Each entry below is to be written out exactly, and the pictures are to be left out.
★ ★ ★ ★ ★ ★ ★
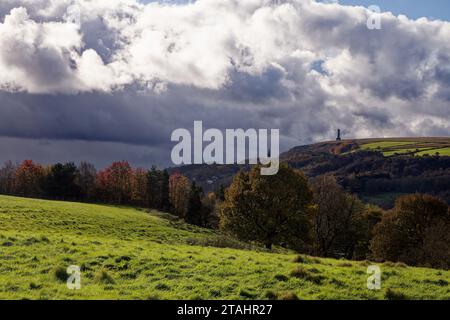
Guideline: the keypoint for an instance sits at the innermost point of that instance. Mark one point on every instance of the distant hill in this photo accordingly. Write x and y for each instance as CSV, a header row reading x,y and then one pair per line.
x,y
127,253
378,170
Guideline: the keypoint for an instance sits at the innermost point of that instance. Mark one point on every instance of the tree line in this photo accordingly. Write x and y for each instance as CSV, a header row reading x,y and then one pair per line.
x,y
318,217
313,216
117,184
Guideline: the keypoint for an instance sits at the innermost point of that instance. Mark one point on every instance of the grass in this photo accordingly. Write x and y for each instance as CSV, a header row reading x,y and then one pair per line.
x,y
408,146
442,152
127,253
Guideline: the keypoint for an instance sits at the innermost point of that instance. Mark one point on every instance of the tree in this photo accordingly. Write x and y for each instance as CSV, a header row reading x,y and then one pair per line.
x,y
337,219
86,179
60,182
115,183
196,213
179,192
211,205
140,187
158,189
29,179
272,210
416,232
7,178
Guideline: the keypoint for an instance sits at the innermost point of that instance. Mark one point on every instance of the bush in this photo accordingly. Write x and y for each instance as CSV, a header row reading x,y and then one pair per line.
x,y
392,294
103,277
60,274
222,242
302,273
281,277
416,232
271,295
289,296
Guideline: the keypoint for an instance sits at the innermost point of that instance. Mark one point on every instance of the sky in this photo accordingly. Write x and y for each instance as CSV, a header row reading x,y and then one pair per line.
x,y
110,80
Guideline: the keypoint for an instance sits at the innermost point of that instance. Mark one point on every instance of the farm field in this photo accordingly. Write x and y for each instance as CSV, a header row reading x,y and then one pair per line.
x,y
411,146
127,253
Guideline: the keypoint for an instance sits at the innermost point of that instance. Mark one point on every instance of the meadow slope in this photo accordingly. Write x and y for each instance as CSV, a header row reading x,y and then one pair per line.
x,y
127,253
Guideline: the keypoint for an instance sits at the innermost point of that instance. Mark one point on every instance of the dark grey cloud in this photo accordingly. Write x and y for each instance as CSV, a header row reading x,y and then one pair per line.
x,y
117,86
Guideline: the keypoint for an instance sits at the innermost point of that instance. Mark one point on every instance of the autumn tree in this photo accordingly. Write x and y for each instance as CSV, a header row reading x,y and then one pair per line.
x,y
115,183
140,187
336,220
211,204
416,232
60,182
179,192
272,210
158,189
7,178
196,213
29,179
86,179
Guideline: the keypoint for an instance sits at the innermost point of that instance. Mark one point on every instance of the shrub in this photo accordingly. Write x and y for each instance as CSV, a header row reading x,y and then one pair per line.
x,y
60,274
103,277
302,273
415,232
270,295
281,277
289,296
34,286
247,294
392,294
162,287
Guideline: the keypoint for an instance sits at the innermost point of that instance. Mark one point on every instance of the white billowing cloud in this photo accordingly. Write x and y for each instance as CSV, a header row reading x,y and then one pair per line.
x,y
123,42
310,67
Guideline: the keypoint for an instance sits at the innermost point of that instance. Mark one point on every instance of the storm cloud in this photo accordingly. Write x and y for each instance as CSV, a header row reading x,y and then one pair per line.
x,y
122,75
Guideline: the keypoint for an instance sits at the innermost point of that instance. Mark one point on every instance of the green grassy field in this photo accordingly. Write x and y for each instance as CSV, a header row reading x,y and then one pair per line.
x,y
412,146
126,253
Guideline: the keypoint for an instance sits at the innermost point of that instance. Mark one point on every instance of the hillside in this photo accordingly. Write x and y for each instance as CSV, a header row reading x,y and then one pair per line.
x,y
377,170
127,253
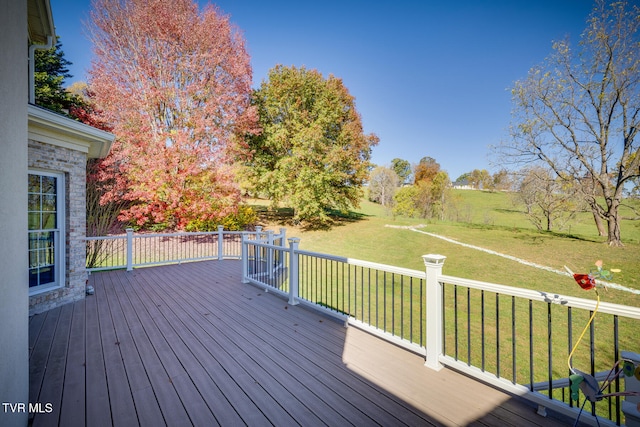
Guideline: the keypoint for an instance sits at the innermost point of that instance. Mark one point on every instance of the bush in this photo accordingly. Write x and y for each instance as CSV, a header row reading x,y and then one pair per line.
x,y
240,220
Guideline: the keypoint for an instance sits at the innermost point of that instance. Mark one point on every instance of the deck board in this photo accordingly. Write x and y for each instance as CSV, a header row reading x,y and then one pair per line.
x,y
192,345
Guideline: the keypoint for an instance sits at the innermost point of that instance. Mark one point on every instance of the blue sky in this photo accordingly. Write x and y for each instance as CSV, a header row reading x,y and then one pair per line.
x,y
430,78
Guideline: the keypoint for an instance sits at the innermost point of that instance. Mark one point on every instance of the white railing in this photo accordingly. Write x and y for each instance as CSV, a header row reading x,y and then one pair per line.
x,y
137,250
512,338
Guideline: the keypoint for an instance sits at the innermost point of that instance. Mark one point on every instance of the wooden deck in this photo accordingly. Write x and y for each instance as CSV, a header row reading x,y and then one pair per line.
x,y
191,345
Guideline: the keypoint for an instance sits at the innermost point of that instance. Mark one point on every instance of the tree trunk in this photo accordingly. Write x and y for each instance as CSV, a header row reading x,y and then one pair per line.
x,y
596,217
613,222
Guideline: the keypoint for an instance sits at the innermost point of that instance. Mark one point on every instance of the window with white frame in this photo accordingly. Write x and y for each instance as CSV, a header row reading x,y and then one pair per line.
x,y
46,230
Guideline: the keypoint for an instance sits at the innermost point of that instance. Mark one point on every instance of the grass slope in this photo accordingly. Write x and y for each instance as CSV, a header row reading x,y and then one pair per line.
x,y
492,222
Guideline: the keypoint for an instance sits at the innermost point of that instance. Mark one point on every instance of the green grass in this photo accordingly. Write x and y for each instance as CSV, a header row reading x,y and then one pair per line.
x,y
365,236
490,220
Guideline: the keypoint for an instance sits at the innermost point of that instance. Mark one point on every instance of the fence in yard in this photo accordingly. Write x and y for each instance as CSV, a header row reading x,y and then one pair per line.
x,y
136,250
515,339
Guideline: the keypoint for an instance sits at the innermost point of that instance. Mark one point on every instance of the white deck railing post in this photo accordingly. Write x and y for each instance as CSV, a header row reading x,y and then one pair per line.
x,y
220,242
270,253
293,270
129,249
245,257
283,236
631,404
433,264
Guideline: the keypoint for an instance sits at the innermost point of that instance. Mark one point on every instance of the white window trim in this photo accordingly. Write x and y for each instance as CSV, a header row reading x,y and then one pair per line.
x,y
60,239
★ ★ ★ ★ ★ ★ ★
▸ **Output below**
Guideline: the keypoint for an instance sits at the innermost point of that instance. Mark one point on every instance of the distant hill in this photo accordingly. Write x and y for each instance as CSV, a header row reading x,y and then one pair per line.
x,y
127,253
378,170
Guideline: the keypoint for an instance sits at the innermost point of that instance. Mark one point on every instance of the tree line in this photo accordingly. Write x and y for each instance as CSV, a header row reading x,y and then one pair per line.
x,y
318,217
313,216
117,184
Guideline: the keypoint for an instance sits at the innermost point of that instance. Mark one point on every instance of the grass in this photo accordingly. Write x and y for each instance as CSV, a header row reading x,y and then one pair per line.
x,y
408,146
442,152
127,253
Guideline: the keypoint for an instance sits at the innermost point of that instance. Mark one point on every instance of the tree in this photo accordingly. Write x and y for each instance as CSV, a header row reading x,y and then one pair per line.
x,y
337,219
86,179
60,182
115,183
196,213
179,192
211,205
140,187
158,189
29,179
272,210
416,232
7,178
Guideline: the keypoint for an instance sits at the innermost point of that instance. Mark one point on every instance of the bush in this photo accordingly. Write x and y for each instance as CSV, a header row reading x,y and then one pair per line.
x,y
392,294
103,277
60,274
222,242
302,273
281,277
416,232
271,295
289,296
Guideline: the keypoint for an instance sits at the innermost point of that instance. Mark one point on every instance of the sky in this photo accordingly. Write x and y for each instance as CSV, a header row reading x,y and then one pair per line.
x,y
110,80
Guideline: the keypoint for an instance sits at the innermost point of that instance. Mark one point on every instance of the farm field in this photo accordingly. Write x and y for each instance as CSV, a header row reading x,y and then one pair per line.
x,y
411,146
127,253
Guideline: the keypoint for an instance sits at the innermost point of that instance. Mark one point on every instance of the meadow slope in this photo accordingly. Write x and y for each instance as CSV, a header row reading x,y and then one pair per line.
x,y
127,253
Guideline: the keypoint for an instance sits at the innermost point of that instance. Mark one point on every instance of the dark grey cloud in this photo accordingly. Write x and y for each instance as CSV, a header row reading x,y and then one pair per line.
x,y
117,86
Guideline: the keypoint for an instance sits at the innermost point of that instance. Mark one point on every instance of the autumn tree in this photo accordingly. Write x and y for each instance as CSV, a header row reading x,y and then one pair per line.
x,y
115,183
140,187
336,220
211,204
416,232
60,182
179,192
272,210
158,189
7,178
196,213
29,179
86,179
Guideline: the keypoint for an instance sits at the innermost point of that instance. Mark one point on every instance of the shrub in this photo accordingly. Write x and y for each instance as CSV, a header row reading x,y and then one pair per line.
x,y
60,274
103,277
302,273
415,232
270,295
281,277
289,296
34,286
247,294
392,294
162,287
Guideline: the keypoint for an instance sits at the innermost point of that instance. Mark one point on every instance of the white billowing cloud in this photo accordingly. Write x and y for each instance as CSV, a header row reading x,y and then one pair per line.
x,y
123,42
310,67
Guideline: the keypoint for an instance sits at the innermost point of that instance. Mark one point on every instance of the storm cloud in this photo accordingly. Write x and y for each instance as CSV, a header row reading x,y and then one pair per line.
x,y
122,75
Guideline: the keypoint for an instance sits at the innermost point of that instance. Mark one point on every instance of the green grassy field in this photo accordingly. Write x and y for each instance as CSV, a header row reading x,y and then one pair per line.
x,y
412,146
126,253
Guideline: the keypoint for an instance sits at the innermost point of that instance. Mark one point on every instance of the hillside in this photo accordingly. Write x and y for each instance as CSV, a header row reading x,y and then one pair per line.
x,y
377,170
127,253
Guideline: the keypoint for an instance sits at the innermost point of that instance. Mark one point on every instance of the bush in this photo accordingly. Write x and y for each instance as CSV, a header row reading x,y and then one pair per line.
x,y
240,220
Guideline: the keypoint for an instance sits at the innermost point of that instance. Mark one point on every instance of the deck board in this photo accordingly. Write x and y for each instance as CSV, a header row reading x,y and then one pair per line.
x,y
192,345
Guideline: the keypoint for an instance sits at the innermost point of that instance. Mark one point on every instance of the blue sky in this photo accordingly. Write x and y for each instance as CSV, a header row reading x,y and then one pair per line.
x,y
430,78
Guideline: the keypoint for an instance sits at the innermost point of that instance. Mark one point on every instance of the white railing in this photo accordingly. Write x and y for each instance as CSV, a header row reading x,y and then one pair per line.
x,y
137,250
512,338
Guideline: the keypoint for an instance sits at the innermost point of that instance. Mark one point on every instance of the wooden deck in this photo accordingly. Write x and y for each instance as CSV, a header row reading x,y and then one pair per line.
x,y
191,345
Guideline: the keypoint for an instance sits at the innermost point of that instance. Mark one point on every instance of the tree trunk in this photo accordingly. Write x and y for each instance as CSV, a header row reading x,y and then one pair per line.
x,y
596,217
613,222
Guideline: the keypoint for an instance sits at the innermost point of that instance. Mark one point on every instance of the window with white frame in this photo accordingly. Write x and y for each instance as CSV, a header row reading x,y and then one pair per line.
x,y
46,230
Guideline: the keypoint for an instance sits at the innermost point of that instance. Mark one point on every instance of the grass slope in this photo accordingly. Write x and y for each instance as CSV, a header row reading x,y and then one pair per line.
x,y
492,222
Guideline: the keypoint for an instance sits at the innermost point of that instance. Mark one point on every instance of the green grass in this photo accordingly. Write x and y for each instance as CSV, a header row reading x,y and then one pair per line.
x,y
365,236
490,220
Guideline: the keypoint for an instance sits at the innermost point of that instance. Mark one point on every instance of the fence in yard in this photo accordingly. Write x and y for each instance as CSV, a header row reading x,y and then one pair per line.
x,y
136,250
515,339
Guideline: the keypoint for an instance sits at the innermost point of that instance. Mark one point on every instance of the white deck railing post in this photo accordingly. Write x and y for each instance as CSV, a header row reading x,y and then one pair per line.
x,y
220,242
270,253
293,270
129,249
245,257
283,236
631,404
433,264
Guideline: the keypoint for an instance sits at the innermost point of that instance. Mark one point on every instance of the white window trim in this photo accordingly. Write x and y for each instance as CSV, a header row reading x,y and then one pair per line.
x,y
60,239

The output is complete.